## Reading passage:
──────────

President Trump has hardened his attitude toward China and placed sanctions on a Chinese bank for laundering North Korean cash. That is to be welcomed, but I want to draw attention to thousands of completely ignored victims of both North Korea and China. They are the thousands of women who have escaped North Korean hell only to find themselves, and their children, the victims of unspeakable abuse in China.

The United States, European Union and indeed the entire world should demand that the Chinese government recognize these women and children as refugees and not illegal immigrants. It should be helping prevent them from getting deported back to North Korea. It should also crack down on the human traffickers who prey on them. I currently have asylum in the United Kingdom, but I, too, was one of these women.

I read every column written about North Korea. I follow the diplomatic rows, the posturing and the missile launching, and often, I cannot sleep at night because I am frightened of what will happen to my family and friends who live there. I was born in the city of Chongjin, close to the Chinese border, and unlike most of those who write about North Korea, I have experienced the realities of life under the Kims. I have also lived through the horror of being a North Korean woman in China.

──────────

## Entries shown:
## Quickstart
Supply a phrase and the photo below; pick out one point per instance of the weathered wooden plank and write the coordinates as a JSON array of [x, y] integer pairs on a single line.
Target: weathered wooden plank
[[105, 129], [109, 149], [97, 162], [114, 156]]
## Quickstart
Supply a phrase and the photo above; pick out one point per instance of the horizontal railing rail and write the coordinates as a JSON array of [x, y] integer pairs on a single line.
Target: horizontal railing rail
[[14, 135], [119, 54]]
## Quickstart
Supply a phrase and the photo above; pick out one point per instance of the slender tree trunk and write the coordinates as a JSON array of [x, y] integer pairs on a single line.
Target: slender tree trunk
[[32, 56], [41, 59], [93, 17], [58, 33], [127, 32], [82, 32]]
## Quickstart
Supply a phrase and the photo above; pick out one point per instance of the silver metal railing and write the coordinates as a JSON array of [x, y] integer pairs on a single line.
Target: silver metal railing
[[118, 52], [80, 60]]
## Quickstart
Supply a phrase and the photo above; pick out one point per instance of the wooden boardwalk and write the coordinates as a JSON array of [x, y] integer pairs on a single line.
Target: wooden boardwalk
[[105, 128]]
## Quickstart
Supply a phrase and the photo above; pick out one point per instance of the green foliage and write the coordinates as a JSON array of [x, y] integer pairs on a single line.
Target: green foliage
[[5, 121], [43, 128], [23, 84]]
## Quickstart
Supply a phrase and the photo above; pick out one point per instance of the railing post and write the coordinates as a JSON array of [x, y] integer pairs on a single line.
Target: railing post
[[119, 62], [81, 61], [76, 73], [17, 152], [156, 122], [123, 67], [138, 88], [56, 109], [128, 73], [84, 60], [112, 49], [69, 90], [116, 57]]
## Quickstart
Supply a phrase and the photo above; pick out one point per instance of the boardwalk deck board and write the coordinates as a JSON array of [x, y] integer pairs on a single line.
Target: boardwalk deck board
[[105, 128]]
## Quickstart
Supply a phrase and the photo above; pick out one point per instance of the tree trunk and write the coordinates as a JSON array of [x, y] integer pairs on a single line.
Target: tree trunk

──────────

## What you have to do:
According to the passage on North Korean women in China, in which city was the writer born?

## Exercise result:
Chongjin, close to the Chinese border.